EXERCISE MATERIAL:
----------

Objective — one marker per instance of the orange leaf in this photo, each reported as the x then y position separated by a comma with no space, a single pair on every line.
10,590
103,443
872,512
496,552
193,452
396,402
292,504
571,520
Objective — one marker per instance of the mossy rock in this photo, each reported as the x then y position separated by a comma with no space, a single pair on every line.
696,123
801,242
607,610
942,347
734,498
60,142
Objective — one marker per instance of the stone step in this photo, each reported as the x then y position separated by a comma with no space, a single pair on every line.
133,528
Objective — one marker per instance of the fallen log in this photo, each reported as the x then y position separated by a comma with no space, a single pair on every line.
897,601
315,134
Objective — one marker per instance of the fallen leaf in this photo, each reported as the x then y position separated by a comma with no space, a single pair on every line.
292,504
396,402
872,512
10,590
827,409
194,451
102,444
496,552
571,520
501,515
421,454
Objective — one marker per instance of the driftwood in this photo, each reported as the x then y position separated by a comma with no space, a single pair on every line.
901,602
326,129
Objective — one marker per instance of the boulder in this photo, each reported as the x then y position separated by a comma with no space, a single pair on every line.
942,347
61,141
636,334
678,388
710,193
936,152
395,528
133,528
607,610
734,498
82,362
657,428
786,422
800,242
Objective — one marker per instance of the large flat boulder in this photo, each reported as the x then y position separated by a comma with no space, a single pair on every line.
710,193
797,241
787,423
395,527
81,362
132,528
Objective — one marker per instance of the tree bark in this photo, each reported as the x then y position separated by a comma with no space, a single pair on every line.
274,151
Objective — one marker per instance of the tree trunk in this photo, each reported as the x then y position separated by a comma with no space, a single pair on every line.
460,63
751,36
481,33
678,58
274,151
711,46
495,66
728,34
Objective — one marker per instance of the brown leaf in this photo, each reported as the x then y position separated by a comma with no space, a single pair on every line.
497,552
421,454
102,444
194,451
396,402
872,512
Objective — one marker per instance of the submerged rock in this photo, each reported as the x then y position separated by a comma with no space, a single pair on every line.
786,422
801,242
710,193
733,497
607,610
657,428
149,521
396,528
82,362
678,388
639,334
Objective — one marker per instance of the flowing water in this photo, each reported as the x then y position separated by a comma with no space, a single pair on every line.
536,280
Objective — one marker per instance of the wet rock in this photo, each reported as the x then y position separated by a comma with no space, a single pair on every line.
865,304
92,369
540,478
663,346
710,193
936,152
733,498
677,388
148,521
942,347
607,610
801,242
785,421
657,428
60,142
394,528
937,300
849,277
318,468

----------

REQUIRED TASK: Rewrite the data above with every "marker" changed to "pin", leaving everything else the same.

ANSWER TO THIS PROBLEM:
Objective — one pin per instance of the orange leaf in this photo, each reported as the x then y position separated by a comma with no space, a single pair on every line.
10,590
103,443
872,512
496,552
193,452
396,402
292,504
571,520
Objective — one pin per instance of the mossy rock in this photo, each reported as the x then y position separated by a comma with no space, a single pair on every line.
696,123
801,242
607,610
942,347
734,498
60,142
Objective — one pin per instance of the stone step in this photo, each reported as the x then y position separated by a comma with no space, a single pair on every line.
133,528
Objective — one pin per instance of the fallen log in this photo, each reported as the x then y position separated by a comma with no space, a single pair on every line.
897,601
315,134
Objective — one pin per instance of the fallen leaf in this photo, each reported as the x then y position separated by a comma with no space, a single pair on every line.
292,504
396,402
872,512
10,590
827,409
194,451
102,444
496,552
571,520
501,515
421,454
Objective — one pin per instance of the driftwood in this photo, each reported as the x then y position separated by a comma with no space, a single pair on every line.
901,602
326,129
Objective — one pin per instance of the boulder in this photo, each reported as the x then y position separated by a comma with no space, a single pair on every line.
942,347
61,141
636,334
678,388
710,193
936,152
395,528
133,528
607,610
734,498
82,362
657,428
786,422
800,242
Objective — one pin per instance of the large flat boulder in this photo, each reported as the x then y position separated by a comma with no space, a single pair on every line.
710,193
797,241
787,423
395,527
81,362
132,528
Objective — one pin per instance of the tree bark in this photo, each reported as the x then y position separated by a comma with no space, a single pair on every line.
274,151
Objective — one pin per instance of the tree trunk in this photo, each reported as the x then y position separated by a comma with no space, a single pair on every line.
460,63
751,36
481,33
678,58
274,151
711,46
495,66
728,34
Objective — one pin per instance of the brown leaf in this photo, each reported as the x then y position separated by a comma with no space, a single pair on every line.
497,552
421,454
102,444
194,451
396,402
872,512
Objective — one pin per instance of the submerged rock in this photo, each reported as the x then y position separated by a comma with no space, a single pair on every line.
786,422
801,242
710,193
733,497
607,610
657,428
149,521
396,528
82,362
678,388
639,334
Objective — one pin per instance of the flowing water in this photo, each reported as the x then y position separated by a comma with no space, a single pair on every line.
536,280
Objective — one pin per instance of the wet rock in this photo, each reported as the x then y position separated by a comma with no space, a single pair on every line.
865,304
92,369
540,478
663,346
710,193
936,152
733,498
677,388
148,521
942,347
607,610
801,242
785,421
657,428
60,142
394,528
937,300
849,277
318,468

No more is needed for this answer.